(Excerpts from a dataset)
Content starts
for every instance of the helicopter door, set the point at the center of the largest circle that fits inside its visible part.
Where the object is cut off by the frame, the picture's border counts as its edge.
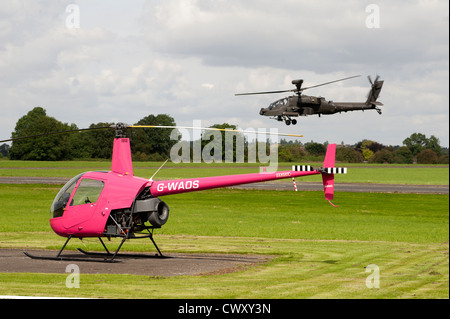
(84, 202)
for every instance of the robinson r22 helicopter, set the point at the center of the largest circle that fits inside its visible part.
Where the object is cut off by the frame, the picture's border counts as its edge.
(303, 105)
(106, 204)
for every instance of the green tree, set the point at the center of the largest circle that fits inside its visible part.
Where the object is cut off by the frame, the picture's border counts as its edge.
(416, 143)
(427, 156)
(382, 156)
(95, 143)
(402, 155)
(43, 148)
(154, 143)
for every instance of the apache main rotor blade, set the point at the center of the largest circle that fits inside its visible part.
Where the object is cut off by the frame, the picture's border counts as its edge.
(309, 87)
(268, 92)
(297, 90)
(214, 129)
(53, 133)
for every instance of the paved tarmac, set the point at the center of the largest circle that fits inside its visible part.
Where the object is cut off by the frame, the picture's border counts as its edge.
(173, 264)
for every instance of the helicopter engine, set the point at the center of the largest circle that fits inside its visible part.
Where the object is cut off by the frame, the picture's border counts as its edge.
(157, 211)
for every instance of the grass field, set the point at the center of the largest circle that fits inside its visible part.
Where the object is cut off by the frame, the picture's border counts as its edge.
(319, 251)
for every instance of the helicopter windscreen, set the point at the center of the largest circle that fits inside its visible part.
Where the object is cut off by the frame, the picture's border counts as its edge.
(277, 103)
(62, 198)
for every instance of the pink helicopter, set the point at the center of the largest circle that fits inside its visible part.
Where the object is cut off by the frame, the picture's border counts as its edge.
(106, 204)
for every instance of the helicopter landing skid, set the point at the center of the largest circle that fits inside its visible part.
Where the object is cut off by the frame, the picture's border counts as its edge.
(111, 256)
(116, 254)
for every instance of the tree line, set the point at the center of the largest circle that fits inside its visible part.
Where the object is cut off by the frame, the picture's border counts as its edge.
(416, 148)
(146, 144)
(155, 145)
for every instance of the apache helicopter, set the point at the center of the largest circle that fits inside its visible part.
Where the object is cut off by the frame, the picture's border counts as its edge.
(302, 105)
(111, 204)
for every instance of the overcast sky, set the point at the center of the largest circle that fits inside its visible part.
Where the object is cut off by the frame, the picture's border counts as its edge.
(89, 61)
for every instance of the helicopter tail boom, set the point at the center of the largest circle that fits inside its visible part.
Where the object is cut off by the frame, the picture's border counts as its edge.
(170, 187)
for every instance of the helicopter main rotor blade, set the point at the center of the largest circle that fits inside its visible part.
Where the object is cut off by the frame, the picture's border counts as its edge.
(125, 126)
(309, 87)
(54, 133)
(213, 129)
(268, 92)
(298, 90)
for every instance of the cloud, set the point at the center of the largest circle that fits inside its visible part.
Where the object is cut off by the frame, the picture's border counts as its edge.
(188, 58)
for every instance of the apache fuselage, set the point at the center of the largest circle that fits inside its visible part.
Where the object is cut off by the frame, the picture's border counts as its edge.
(303, 105)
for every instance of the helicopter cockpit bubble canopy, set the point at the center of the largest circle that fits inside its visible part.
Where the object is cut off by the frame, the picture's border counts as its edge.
(62, 198)
(279, 102)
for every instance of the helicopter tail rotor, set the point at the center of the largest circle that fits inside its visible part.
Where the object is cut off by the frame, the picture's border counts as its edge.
(374, 91)
(328, 171)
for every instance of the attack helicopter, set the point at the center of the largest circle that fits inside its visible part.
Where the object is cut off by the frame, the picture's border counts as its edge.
(118, 204)
(302, 105)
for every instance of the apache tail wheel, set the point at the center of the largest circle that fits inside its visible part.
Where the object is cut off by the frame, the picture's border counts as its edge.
(160, 216)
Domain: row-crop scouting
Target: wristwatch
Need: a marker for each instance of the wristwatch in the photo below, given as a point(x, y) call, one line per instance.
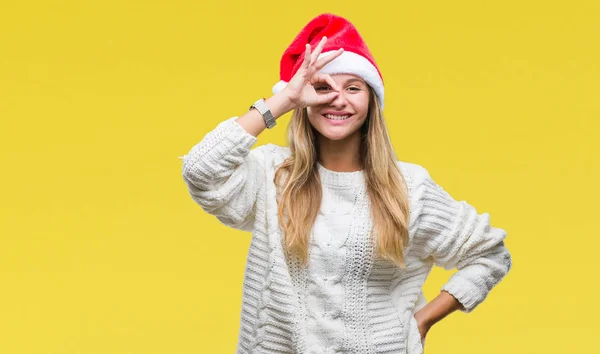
Content ends
• [What this task involves]: Print every line above exactly as given, but not the pictures.

• [Task result]:
for every instance of the helicopter door, set the point at the center of the largest circle that fits inside its visible part.
Where the object is cut off by the frame, the picture's border counts as its edge.
(84, 202)
for every instance of the robinson r22 helicopter, set the point at the center of the largest circle that fits inside its visible part.
Where the object is cut off by the frame, the picture's border counts as its edge.
(303, 105)
(106, 204)
for every instance of the green tree, set the point at the center of the largest circle that fits inside its visible part.
Where the object is cut off by the frame, the picture's border counts as its edge.
(416, 143)
(427, 156)
(382, 156)
(95, 143)
(402, 155)
(43, 148)
(154, 143)
for every instance of the apache main rotor blade, set the point at the center of the largest circle that fits inside its visible part.
Where the object is cut off by the frame, the picture's border counts as its edge.
(309, 87)
(268, 92)
(297, 90)
(214, 129)
(53, 133)
for every instance of the paved tarmac, set the point at the center of the largest circle that fits inside its visible part.
Where the object is cut off by the frame, the picture's border counts as its edge.
(173, 264)
for every instance of the helicopter engine, set the point at the center of the largest circle that fits inside its visible part.
Where the object is cut off by the frame, the picture's border counts as its edge.
(157, 211)
for every instance of the grass field, set the point at the center of the largest circle that fits inside its visible part.
Where the object is cut off by the frame, the picture's border counts as its edge.
(319, 251)
for every instance of the helicopter windscreen, set the point at the center of the largest circle that fits inside its visible part.
Where the object is cut off by the frame, the picture's border counts as its edge.
(277, 103)
(62, 198)
for every instance of the pink helicopter, set the point at the center of the largest circle that fits inside its visible part.
Where the object is cut off by the frame, the picture's border counts as its edge.
(106, 204)
for every instance of the helicopter landing skid, set the point at the center of the largest circle that fits inside its visible part.
Where the object is cut off by the frame, the picture's border counts as its edge.
(111, 256)
(116, 254)
for every instance of the tree line, set the point at the center of the largest circle that fits inside its visible part.
Where the object is cut off by the frame, the picture's border counts as its edge.
(416, 148)
(146, 144)
(155, 145)
for every instance of the apache helicopter, set the point at the center of the largest circle that fits inside its visible part.
Where the object is cut off by the frame, the picture's border counts as its edge.
(302, 105)
(111, 204)
for every instance of the overcast sky, set the point at the center of the largest circle that fits inside its visible part.
Where the object is cut off by the frame, the picture's border counts as its edge.
(89, 61)
for every instance of the helicopter tail boom, set the point at the center of the largest circle that fits inside its visible part.
Where the object is cut off by the frame, the picture's border counts as its edge.
(170, 187)
for every instance of the helicopter main rotor blade, set the point at the center of the largest circle that fits inside its visible part.
Where the object is cut off by the frame, the picture's border counts as its edge.
(125, 126)
(309, 87)
(54, 133)
(213, 129)
(268, 92)
(298, 90)
for every instance of the cloud, set the point at the center of the largest circle that fits inside its visible part.
Where the object is cut off by the frame, the picture's border counts as its edge.
(188, 58)
for every instance of the apache fuselage, set the point at the center of the largest circle that fits inside its visible part.
Where the object is cut off by the frame, the picture's border counts as its edge.
(303, 105)
for every instance of the helicopter cockpit bubble canopy, set the point at the center of the largest circle that fits inside its visible part.
Where the object is cut off by the frame, the picture's border counts as its edge.
(62, 198)
(279, 102)
for every instance of the helicopter tail rotor, set the point at the center of the largest circle that fits inside its visible part.
Where the object is cut off by the frame, the picture's border counts as its edge.
(374, 91)
(328, 171)
for every instance of the attack helicopter, set the point at the center of the largest circle that fits inside its visible part.
Where the object is cut off by the frame, the picture's border counts as its edge.
(118, 204)
(302, 105)
for every instance of the apache tail wheel, set the point at the center of the largest circle that fits inside its visible part.
Where the object is cut off by the frame, the picture's border counts as its edge.
(160, 216)
Domain: row-crop scouting
Target: wristwatch
Need: a marker for each instance of the wristwatch in the photo below, given as a point(x, y) call, one line per instance.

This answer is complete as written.